● Explore the material:
1. Answer these questions from the text on schistosomiasis in children below:
(a) How many countries are affected by schistosomiasis?
(b) In which decade was praziquantel developed?
(c) What is the usual dose of the praziquantel tablets?
2. List every outcome that the text on schistosomiasis in children says untreated schistosomiasis can lead to.
3. Summarize the text on schistosomiasis in children in two sentences.

● Page text:
┏━━

Schistosomiasis in children: a major public health problem

Schistosomiasis (also known as bilharzia) is one of the most prevalent parasitic diseases. It is a poverty-related disease that leads to chronic illness. The threat posed by schistosomiasis is substantial, with 78 affected countries, 700 million people at risk and an estimated 258 million people infected. More than 90% of patients live in Africa, where the disease affects a large proportion of children under the age of 14.

Schistosomiasis is acquired when people come into contact with fresh water infested with the larval forms (cercariae) of parasitic blood flukes, known as schistosomes. The microscopic adult worms live in the veins draining the urinary tract and intestines. Most of the eggs they lay are trapped in the tissues and the body’s reaction to them can cause massive damage. Left untreated, schistosomiasis can lead to anemia, stunted growth, reduced learning ability and chronic inflammation of the organs, which can be fatal in the most serious cases.

As efforts focus on morbidity control and elimination, there is a pressing need to treat preschool-age children (under 6 years old). No suitable drug formulation is made available for this high-risk group, which accounts for about 10% of the 258 million people already infected. The age group of preschool-age children is strategically important: they play a role in local disease transmission and an active infection acquired at an early age might aggravate the clinical significance of schistosomiasis in later-life.

The  ‘gold standard’  treatment for schistosomiasis is praziquantel (PZQ), which was developed in the 1970s. A WHO-recommended global strategy to control schistosomiasis already exists; preventive chemotherapy involves yearly administration of PZQ to entire populations at risk. Tablets (usually 600 mg) are given as single oral doses, but the prophylactic treatment is suitable only for adults and school-aged children. Younger children usually cannot swallow the existing tablets because of their large size and bitter taste. More importantly, clinical data for the treatment of very young children are scarce and an appropriate pediatric drug to treat schistosomiasis does not exist, therefore a large young population remains untreated.

The Pediatric Praziquantel Consortium is developing a PZQ formulation that is more suitable for younger children, including infants and toddlers. The formulation should be smaller, orally dispersible, and have improved taste properties compared to the approved 600 mg tablet.

┗━━

● Source information:
┏━━

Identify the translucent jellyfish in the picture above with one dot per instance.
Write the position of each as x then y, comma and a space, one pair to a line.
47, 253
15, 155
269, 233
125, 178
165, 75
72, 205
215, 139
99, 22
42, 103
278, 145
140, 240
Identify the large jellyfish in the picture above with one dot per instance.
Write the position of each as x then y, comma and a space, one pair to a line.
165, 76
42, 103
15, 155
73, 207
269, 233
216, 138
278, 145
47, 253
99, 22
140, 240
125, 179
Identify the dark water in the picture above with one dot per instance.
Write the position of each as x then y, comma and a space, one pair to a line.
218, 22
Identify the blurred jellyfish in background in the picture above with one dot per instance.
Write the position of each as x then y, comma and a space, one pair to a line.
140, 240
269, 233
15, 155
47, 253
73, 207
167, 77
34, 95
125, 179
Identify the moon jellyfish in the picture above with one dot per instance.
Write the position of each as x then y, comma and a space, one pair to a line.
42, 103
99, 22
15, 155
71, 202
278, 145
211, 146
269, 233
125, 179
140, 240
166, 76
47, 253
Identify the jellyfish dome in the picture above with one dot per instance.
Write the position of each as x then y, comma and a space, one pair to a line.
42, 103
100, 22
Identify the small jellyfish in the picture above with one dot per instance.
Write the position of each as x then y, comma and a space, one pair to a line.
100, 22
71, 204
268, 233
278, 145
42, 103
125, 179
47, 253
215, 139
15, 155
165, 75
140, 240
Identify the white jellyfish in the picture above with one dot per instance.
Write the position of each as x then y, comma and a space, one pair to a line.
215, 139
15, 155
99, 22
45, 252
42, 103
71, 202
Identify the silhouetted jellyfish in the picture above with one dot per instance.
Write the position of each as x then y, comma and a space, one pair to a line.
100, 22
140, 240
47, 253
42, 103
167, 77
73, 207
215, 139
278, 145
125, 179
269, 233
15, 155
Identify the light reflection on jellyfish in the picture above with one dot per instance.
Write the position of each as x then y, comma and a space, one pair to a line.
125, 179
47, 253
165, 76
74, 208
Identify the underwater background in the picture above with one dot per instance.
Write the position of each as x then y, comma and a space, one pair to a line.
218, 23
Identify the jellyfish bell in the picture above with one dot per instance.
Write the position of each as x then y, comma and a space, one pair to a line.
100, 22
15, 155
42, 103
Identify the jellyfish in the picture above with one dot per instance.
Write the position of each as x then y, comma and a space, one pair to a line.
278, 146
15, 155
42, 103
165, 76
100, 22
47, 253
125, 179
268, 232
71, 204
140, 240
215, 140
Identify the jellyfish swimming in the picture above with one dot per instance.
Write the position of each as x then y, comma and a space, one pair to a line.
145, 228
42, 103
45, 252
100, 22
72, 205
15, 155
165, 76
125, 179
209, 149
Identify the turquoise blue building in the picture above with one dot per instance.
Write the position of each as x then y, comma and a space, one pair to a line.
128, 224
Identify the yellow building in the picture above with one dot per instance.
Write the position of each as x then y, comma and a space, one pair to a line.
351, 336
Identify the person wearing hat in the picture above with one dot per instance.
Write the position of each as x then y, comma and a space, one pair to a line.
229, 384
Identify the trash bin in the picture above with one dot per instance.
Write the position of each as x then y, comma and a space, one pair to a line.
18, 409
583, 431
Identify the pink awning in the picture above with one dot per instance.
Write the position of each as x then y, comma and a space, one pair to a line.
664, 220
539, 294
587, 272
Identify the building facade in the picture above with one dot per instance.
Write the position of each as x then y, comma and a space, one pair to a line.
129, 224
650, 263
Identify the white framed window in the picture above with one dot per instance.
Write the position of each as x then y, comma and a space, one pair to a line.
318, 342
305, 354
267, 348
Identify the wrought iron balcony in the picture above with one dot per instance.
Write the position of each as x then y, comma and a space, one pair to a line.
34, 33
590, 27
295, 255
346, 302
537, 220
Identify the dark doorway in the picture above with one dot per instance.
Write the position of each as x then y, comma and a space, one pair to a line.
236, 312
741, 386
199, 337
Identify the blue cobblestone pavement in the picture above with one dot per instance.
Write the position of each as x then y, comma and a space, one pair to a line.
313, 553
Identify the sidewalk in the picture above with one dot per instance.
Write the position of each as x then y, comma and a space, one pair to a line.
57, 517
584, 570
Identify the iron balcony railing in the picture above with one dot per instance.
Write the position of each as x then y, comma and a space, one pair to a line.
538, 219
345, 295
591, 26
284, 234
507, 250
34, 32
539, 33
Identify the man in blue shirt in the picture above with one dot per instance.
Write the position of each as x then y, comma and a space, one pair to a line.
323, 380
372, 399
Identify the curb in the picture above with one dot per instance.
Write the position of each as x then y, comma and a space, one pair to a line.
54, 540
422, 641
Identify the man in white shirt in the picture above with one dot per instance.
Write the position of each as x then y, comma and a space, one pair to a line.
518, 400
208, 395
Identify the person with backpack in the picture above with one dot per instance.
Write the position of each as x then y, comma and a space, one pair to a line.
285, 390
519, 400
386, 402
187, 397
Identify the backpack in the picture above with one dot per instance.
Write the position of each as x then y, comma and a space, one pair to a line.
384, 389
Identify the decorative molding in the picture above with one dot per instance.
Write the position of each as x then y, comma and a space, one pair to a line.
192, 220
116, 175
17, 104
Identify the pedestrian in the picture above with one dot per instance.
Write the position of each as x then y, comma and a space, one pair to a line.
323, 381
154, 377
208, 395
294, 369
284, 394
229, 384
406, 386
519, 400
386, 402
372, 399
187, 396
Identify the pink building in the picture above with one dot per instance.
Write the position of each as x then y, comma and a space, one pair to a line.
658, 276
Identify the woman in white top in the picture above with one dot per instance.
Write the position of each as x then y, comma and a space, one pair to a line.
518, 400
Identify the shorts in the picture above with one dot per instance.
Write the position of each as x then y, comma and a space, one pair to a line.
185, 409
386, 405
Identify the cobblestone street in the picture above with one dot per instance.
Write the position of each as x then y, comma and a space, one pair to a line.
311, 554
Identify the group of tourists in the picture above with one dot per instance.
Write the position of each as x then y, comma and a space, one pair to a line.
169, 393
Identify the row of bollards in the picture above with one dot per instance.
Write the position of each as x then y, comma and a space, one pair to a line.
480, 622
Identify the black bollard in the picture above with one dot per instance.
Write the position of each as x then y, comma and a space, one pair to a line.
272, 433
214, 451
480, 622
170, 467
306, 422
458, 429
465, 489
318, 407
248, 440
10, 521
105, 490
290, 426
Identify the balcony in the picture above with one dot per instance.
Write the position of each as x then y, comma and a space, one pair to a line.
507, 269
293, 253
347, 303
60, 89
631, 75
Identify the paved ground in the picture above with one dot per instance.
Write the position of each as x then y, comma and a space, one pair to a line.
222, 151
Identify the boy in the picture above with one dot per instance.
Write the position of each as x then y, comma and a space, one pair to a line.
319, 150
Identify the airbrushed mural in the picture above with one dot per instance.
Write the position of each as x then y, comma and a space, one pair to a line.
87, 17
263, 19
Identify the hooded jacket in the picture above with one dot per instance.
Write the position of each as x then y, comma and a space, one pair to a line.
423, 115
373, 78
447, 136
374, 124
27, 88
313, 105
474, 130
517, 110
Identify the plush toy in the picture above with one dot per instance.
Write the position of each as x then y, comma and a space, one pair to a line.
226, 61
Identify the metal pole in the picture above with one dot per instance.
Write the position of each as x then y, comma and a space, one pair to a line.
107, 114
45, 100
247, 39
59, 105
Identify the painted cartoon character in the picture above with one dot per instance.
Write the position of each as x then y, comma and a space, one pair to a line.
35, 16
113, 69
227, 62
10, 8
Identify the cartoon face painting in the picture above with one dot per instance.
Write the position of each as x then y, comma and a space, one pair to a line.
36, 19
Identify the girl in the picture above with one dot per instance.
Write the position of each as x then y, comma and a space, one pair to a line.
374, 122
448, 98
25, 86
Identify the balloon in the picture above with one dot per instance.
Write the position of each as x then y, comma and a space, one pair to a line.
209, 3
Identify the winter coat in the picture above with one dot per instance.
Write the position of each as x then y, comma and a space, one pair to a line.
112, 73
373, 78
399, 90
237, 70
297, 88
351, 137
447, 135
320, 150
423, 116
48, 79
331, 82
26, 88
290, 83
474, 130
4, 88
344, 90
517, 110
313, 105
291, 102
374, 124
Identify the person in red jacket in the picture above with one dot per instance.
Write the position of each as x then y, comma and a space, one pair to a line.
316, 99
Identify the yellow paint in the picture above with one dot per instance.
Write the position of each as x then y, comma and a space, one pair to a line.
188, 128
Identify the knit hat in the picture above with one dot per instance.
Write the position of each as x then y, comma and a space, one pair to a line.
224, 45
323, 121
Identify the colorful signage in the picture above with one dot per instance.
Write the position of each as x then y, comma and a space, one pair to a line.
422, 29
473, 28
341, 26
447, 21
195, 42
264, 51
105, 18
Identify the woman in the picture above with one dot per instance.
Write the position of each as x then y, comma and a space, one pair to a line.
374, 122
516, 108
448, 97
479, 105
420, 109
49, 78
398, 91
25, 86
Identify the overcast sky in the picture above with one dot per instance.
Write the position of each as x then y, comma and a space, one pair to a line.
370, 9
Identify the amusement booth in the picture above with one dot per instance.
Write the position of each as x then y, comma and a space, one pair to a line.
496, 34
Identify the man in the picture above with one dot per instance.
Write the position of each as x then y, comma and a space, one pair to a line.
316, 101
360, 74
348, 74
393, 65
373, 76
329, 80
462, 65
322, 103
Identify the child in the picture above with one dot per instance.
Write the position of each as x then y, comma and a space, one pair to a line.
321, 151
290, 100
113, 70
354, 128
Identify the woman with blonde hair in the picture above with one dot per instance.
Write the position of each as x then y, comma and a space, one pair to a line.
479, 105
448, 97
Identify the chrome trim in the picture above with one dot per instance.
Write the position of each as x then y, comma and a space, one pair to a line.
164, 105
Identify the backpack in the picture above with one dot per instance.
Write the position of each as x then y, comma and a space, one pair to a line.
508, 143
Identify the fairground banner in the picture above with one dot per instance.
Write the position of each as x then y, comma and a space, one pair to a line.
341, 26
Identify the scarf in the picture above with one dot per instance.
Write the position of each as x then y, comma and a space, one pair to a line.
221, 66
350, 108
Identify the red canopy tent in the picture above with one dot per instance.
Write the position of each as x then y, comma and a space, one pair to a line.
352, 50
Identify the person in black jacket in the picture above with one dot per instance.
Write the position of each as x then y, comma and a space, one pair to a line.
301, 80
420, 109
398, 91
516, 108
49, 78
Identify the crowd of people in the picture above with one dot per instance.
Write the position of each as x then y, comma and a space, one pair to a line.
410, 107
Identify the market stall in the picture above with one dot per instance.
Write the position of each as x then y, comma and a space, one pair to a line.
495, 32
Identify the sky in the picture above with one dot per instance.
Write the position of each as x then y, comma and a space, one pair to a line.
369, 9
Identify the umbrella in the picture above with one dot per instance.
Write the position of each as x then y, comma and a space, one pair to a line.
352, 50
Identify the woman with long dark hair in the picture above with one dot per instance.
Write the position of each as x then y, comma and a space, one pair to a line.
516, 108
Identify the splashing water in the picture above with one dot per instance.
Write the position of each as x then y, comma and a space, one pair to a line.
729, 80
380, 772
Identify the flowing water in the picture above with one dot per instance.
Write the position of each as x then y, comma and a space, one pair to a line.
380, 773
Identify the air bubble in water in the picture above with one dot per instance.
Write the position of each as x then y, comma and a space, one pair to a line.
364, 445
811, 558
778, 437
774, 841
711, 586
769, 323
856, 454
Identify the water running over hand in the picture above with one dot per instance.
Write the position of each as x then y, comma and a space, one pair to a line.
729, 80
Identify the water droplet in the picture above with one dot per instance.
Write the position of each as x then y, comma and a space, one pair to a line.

┗━━

● Answers to the exercises:
1.
(a) 78 countries
(b) The 1970s
(c) 600 mg

2.
- Anemia
- Stunted growth
- Reduced learning ability
- Chronic inflammation of the organs

3. Schistosomiasis is a poverty-related parasitic disease that infects an estimated 258 million people, more than 90% of them in Africa, where it affects many children under 14. The standard drug, praziquantel, comes in tablets that younger children usually cannot swallow, so the Pediatric Praziquantel Consortium is developing a smaller, orally dispersible, better-tasting formulation for preschool-age children.